• **Data shown**:
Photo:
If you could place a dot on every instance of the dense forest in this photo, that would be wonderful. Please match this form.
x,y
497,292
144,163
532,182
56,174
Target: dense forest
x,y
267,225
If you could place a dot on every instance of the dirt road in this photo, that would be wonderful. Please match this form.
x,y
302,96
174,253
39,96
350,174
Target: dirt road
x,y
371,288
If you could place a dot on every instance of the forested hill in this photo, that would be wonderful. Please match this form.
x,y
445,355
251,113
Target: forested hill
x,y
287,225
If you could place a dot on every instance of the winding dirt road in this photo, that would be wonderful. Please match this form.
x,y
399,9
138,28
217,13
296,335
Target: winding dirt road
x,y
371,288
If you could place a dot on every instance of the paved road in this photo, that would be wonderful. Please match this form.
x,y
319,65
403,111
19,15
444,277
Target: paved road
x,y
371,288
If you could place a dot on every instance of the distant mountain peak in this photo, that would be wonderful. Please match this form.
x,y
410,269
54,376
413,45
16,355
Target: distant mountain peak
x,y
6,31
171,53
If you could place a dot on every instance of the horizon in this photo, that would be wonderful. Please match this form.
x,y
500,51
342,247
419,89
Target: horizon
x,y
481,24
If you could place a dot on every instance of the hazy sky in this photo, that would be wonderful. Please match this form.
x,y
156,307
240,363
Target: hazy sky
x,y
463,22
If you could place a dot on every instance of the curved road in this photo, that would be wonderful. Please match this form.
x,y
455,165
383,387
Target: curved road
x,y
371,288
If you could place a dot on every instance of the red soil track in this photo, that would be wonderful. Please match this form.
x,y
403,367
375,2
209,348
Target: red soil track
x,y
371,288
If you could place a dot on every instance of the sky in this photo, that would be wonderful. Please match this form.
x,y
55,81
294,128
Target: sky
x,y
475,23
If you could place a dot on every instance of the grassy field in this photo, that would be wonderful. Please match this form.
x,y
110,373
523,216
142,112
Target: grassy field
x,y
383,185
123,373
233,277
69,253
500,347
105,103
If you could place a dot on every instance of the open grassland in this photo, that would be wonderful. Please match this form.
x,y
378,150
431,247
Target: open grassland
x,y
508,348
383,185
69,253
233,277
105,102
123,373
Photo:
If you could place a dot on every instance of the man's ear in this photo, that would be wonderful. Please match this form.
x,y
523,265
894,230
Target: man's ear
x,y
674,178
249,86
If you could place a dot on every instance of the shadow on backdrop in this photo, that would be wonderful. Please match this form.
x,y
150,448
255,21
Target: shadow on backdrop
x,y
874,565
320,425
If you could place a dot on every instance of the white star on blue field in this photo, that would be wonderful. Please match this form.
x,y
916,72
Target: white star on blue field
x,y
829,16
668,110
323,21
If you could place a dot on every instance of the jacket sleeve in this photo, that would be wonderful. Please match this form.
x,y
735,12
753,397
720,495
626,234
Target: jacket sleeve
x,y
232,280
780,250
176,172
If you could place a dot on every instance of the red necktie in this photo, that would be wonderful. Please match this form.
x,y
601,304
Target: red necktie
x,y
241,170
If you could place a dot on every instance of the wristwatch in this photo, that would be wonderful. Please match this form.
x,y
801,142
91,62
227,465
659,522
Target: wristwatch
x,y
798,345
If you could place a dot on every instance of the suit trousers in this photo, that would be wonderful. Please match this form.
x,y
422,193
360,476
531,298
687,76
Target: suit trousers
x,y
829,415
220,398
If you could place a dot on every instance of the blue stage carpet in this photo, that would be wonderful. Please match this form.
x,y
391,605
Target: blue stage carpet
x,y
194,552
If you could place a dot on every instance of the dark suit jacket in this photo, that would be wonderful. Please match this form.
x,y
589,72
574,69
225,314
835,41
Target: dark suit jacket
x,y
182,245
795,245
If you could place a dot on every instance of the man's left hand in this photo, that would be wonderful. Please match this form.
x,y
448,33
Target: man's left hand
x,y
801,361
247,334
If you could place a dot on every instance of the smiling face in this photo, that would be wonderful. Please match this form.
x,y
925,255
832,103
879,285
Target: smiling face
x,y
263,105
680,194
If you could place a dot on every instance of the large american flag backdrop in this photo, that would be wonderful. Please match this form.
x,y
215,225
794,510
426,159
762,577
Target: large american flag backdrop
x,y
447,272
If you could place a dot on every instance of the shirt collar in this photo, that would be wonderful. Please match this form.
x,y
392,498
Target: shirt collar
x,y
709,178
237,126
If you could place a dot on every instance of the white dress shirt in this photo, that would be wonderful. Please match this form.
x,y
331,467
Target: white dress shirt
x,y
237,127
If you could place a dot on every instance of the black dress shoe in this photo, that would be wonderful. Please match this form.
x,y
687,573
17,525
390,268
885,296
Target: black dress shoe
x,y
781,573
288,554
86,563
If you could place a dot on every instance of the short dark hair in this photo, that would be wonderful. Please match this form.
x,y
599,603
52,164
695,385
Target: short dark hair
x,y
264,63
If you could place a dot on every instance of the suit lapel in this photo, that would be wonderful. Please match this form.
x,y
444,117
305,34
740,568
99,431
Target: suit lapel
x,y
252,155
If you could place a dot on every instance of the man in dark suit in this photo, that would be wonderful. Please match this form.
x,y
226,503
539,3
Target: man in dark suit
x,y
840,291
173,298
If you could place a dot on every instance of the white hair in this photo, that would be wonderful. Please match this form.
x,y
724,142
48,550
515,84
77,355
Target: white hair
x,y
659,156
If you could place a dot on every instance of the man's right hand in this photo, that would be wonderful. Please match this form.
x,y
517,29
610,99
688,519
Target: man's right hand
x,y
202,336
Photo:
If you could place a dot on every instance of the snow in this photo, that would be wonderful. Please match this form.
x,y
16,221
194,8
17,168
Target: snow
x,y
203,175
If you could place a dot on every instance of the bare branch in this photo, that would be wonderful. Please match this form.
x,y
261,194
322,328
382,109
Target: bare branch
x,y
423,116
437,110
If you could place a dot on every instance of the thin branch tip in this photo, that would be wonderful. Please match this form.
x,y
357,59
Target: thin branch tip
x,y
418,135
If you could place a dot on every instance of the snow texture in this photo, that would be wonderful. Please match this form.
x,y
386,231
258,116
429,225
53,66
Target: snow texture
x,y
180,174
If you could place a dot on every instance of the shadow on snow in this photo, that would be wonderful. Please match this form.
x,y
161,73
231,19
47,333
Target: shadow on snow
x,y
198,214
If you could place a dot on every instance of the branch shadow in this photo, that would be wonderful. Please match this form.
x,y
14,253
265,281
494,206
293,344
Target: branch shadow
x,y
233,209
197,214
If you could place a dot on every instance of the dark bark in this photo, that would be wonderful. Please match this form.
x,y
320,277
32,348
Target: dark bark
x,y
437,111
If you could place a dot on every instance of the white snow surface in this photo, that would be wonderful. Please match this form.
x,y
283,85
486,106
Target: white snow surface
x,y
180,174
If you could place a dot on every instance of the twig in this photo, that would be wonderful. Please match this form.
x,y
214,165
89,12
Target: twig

• **To do**:
Which of the lines above mention the word "twig"? Pull those lines out.

• **Solved problem**:
If you could place a dot on every instance of the twig in this photo, that would be wonderful. Please match this form.
Target: twig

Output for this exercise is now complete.